-------- TEXTO PARA LEITURA --------
Uma resposta direta às restrições dos EUA
As sanções impostas pelos Estados Unidos tinham como um dos seus principais objetivos cortar o acesso da Huawei a tecnologias críticas como esta. Impedida de comprar HBM de líderes de mercado como a SK Hynix ou a Samsung, a capacidade da Huawei para desenvolver os seus processadores de IA da linha Ascend estava seriamente ameaçada.
A resposta da empresa não foi procurar alternativas, mas sim fazer o que parecia impossível: desenvolver a sua própria tecnologia de raiz. A revelação de hoje mostra que essa aposta deu frutos, transformando uma vulnerabilidade imposta externamente numa nova e impressionante capacidade interna. É um exemplo clássico de como a pressão geopolítica pode, paradoxalmente, acelerar a autossuficiência e a inovação.
As novas armas da Huawei no seu arsenal de IA
A Huawei apresentou duas versões da sua nova memória, cada uma projetada para um tipo específico de processador e tarefa de IA:
- HiBL 1.0: Esta versão oferece uma largura de banda de 1.6 TB/s e uma capacidade de 128 GB. Será integrada no futuro processador Ascend 950PR, com lançamento previsto para o primeiro trimestre do próximo ano. Este conjunto será otimizado para o treino de modelos de IA, suportando formatos de dados de baixa precisão que aceleram o processo.
- HiZQ 2.0: Uma versão ainda mais potente, com uma largura de banda impressionante de 4 TB/s e 144 GB de capacidade. Esta memória será usada no processador Ascend 950DT e foi desenhada para melhorar o desempenho de inferência, ou seja, o processo de usar um modelo de IA já treinado para obter resultados e respostas.
-------- DADOS FORNECIDOS --------
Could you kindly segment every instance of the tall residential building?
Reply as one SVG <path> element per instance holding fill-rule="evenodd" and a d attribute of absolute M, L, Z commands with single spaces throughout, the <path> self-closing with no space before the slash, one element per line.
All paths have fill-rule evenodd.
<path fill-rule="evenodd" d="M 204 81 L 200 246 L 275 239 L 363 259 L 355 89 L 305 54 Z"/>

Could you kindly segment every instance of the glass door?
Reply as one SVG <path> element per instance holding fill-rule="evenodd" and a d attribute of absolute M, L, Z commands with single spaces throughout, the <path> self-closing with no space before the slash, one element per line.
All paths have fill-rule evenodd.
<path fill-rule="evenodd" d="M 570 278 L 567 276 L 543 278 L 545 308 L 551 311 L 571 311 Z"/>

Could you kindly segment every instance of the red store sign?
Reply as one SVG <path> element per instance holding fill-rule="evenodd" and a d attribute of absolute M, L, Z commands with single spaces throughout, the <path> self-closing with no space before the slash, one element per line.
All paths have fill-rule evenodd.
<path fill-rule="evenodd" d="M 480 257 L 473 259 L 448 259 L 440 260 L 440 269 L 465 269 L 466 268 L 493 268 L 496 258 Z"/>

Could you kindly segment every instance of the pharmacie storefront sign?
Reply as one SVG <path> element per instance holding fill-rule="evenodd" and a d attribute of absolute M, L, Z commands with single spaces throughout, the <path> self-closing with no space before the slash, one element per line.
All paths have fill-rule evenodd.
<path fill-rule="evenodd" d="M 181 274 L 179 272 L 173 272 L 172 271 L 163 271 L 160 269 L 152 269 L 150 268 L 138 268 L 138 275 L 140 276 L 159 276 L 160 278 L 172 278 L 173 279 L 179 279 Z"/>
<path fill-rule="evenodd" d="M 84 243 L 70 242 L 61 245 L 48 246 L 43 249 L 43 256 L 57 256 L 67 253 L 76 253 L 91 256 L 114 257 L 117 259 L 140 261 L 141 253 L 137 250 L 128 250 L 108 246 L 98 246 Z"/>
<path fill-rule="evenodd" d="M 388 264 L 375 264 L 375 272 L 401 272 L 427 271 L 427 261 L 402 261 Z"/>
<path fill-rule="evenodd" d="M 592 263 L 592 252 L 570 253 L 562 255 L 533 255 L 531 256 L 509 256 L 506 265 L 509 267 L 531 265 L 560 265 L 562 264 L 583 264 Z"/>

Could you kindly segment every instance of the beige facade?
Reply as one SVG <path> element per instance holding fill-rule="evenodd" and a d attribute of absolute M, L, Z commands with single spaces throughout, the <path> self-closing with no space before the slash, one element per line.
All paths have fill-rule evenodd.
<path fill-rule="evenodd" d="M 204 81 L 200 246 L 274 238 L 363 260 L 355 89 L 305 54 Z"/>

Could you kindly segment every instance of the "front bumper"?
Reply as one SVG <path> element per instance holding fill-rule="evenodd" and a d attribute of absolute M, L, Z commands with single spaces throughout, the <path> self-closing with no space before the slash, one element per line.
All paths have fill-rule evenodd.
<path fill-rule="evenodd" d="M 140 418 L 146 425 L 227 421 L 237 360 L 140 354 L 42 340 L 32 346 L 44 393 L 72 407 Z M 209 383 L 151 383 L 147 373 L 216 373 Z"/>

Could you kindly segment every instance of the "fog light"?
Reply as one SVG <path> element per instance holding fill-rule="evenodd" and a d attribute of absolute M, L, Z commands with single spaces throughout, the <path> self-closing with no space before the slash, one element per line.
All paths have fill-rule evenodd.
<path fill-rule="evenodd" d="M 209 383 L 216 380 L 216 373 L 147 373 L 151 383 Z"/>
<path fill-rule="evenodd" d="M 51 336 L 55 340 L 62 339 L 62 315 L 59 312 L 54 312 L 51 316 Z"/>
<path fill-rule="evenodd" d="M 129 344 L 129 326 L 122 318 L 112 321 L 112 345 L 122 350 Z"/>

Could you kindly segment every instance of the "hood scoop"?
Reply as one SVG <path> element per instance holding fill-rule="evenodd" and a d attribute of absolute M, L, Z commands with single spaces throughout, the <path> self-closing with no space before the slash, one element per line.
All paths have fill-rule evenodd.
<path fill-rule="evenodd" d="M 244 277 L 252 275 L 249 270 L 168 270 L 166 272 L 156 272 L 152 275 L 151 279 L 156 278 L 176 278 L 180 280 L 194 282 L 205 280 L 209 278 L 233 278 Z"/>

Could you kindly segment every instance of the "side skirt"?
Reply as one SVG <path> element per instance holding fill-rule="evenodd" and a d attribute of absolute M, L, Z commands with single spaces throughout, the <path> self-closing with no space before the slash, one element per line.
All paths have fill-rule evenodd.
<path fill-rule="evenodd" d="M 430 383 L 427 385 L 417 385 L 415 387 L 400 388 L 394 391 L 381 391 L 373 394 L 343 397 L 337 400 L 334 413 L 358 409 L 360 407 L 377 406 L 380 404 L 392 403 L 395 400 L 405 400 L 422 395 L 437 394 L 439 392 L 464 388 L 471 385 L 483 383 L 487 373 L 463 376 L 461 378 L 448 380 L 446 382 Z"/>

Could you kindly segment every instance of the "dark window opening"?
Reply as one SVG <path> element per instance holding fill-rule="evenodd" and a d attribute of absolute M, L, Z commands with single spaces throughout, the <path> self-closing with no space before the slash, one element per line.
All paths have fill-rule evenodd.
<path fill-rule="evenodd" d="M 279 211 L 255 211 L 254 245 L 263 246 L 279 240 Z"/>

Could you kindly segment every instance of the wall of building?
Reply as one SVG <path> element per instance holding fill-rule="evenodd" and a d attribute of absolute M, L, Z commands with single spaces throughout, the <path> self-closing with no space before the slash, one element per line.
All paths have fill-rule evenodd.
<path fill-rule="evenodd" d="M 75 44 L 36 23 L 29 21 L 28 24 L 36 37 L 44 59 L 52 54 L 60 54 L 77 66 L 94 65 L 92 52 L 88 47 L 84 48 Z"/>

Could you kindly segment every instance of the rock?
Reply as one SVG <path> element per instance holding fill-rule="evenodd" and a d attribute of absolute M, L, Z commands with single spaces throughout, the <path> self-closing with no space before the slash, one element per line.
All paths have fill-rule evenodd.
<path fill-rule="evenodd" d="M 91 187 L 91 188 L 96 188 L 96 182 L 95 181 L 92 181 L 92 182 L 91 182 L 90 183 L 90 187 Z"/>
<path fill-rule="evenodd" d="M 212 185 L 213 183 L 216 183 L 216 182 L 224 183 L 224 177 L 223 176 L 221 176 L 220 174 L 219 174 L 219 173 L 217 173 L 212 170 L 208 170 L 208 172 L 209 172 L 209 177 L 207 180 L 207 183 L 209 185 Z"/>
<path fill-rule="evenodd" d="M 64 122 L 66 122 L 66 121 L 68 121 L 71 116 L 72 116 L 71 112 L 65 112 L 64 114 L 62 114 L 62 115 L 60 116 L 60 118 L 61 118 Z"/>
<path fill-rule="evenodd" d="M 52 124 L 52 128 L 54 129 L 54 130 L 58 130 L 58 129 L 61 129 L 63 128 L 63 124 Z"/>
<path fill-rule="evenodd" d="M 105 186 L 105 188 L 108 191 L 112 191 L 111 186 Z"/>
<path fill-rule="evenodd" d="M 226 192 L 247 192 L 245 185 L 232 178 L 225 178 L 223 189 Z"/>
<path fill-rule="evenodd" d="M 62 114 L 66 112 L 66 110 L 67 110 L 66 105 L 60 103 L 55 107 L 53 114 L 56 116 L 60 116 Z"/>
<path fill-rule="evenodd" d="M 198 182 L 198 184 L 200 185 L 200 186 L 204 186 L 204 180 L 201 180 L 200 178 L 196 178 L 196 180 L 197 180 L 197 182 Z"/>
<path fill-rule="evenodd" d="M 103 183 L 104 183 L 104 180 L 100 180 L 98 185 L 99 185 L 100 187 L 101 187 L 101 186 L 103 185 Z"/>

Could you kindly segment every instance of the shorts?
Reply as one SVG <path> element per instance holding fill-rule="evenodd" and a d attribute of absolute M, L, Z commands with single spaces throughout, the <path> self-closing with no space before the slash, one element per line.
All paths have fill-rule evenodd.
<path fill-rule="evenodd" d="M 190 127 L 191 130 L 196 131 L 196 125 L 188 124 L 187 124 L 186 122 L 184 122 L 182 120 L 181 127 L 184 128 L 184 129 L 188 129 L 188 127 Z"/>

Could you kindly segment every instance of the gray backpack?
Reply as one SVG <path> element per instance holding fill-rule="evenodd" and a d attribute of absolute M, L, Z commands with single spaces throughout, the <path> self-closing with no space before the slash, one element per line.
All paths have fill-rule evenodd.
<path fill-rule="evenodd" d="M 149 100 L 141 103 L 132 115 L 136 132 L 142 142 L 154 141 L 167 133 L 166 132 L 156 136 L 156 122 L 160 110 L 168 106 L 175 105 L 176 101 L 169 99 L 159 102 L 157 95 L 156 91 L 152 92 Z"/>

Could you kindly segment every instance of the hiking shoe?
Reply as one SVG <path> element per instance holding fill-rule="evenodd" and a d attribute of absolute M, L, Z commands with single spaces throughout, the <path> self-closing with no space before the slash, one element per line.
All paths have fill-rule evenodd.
--------
Prossiga com o texto sobre a nova memória de IA da Huawei, começando logo após a última frase apresentada.

**RESPOSTA:**
Poderá a Huawei realmente desafiar a Nvidia?
A Nvidia domina o mercado de IA não apenas pelo seu hardware de excelência, mas também pelo seu ecossistema de software maduro, o CUDA. Desafiar esta posição é uma tarefa hercúlea. No entanto, o anúncio da Huawei é um passo de gigante na direção certa.
Ao controlar toda a pilha de hardware (o processador e a memória), a Huawei pode otimizar a interação entre os dois componentes de uma forma que os seus concorrentes, que dependem de fornecedores externos de HBM, não conseguem. Para o mercado interno chinês, onde o acesso aos chips mais avançados da Nvidia está severamente restringido, a Huawei está agora perfeitamente posicionada para se tornar a fornecedora dominante.
Globalmente, a batalha será mais difícil, mas com esta demonstração de capacidade tecnológica, a Huawei provou que não só sobreviveu às sanções, como emergiu delas com uma nova e poderosa arma no seu arsenal.